- **THE RECORDS**:
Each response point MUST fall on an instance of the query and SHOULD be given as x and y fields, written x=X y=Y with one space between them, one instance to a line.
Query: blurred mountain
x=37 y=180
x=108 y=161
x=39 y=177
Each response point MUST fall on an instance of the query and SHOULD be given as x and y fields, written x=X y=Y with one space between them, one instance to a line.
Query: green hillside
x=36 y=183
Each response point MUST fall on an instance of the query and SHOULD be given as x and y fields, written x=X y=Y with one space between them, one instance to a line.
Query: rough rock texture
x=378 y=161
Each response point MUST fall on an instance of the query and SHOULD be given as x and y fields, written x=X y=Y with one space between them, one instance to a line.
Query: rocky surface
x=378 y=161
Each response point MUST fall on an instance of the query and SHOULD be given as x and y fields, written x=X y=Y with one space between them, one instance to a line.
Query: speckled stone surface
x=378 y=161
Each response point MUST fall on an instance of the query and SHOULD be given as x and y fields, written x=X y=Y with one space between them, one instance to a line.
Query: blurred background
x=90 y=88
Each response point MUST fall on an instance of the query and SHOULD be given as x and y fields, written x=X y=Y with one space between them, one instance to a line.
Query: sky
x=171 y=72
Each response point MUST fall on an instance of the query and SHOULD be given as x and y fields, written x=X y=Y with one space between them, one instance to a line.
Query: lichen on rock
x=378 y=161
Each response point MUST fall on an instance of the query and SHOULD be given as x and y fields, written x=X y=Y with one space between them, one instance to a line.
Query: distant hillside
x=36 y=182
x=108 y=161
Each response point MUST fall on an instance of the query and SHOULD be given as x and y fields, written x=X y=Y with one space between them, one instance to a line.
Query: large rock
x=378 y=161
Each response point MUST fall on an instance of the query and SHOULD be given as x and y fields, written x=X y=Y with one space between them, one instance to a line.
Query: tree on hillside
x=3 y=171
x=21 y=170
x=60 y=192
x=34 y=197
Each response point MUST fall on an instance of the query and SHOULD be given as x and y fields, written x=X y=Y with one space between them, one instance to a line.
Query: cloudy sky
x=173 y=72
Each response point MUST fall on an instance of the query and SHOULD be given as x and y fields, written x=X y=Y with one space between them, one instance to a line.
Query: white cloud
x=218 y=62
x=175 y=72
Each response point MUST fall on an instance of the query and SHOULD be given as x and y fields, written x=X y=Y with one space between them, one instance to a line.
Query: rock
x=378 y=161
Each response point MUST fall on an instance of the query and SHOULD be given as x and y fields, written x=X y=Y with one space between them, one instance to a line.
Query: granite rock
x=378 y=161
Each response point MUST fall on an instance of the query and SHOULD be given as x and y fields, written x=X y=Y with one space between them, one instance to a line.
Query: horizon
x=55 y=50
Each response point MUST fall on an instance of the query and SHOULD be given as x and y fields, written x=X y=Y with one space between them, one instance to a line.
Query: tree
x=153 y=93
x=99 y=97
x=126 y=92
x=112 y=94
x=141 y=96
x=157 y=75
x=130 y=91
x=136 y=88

- **EXERCISE DIRECTIONS**:
Report each line of the records that contains the string "surface". Matches must have the same case.

- **ANSWER FOR THE TASK**:
Query: rocky surface
Query: speckled stone surface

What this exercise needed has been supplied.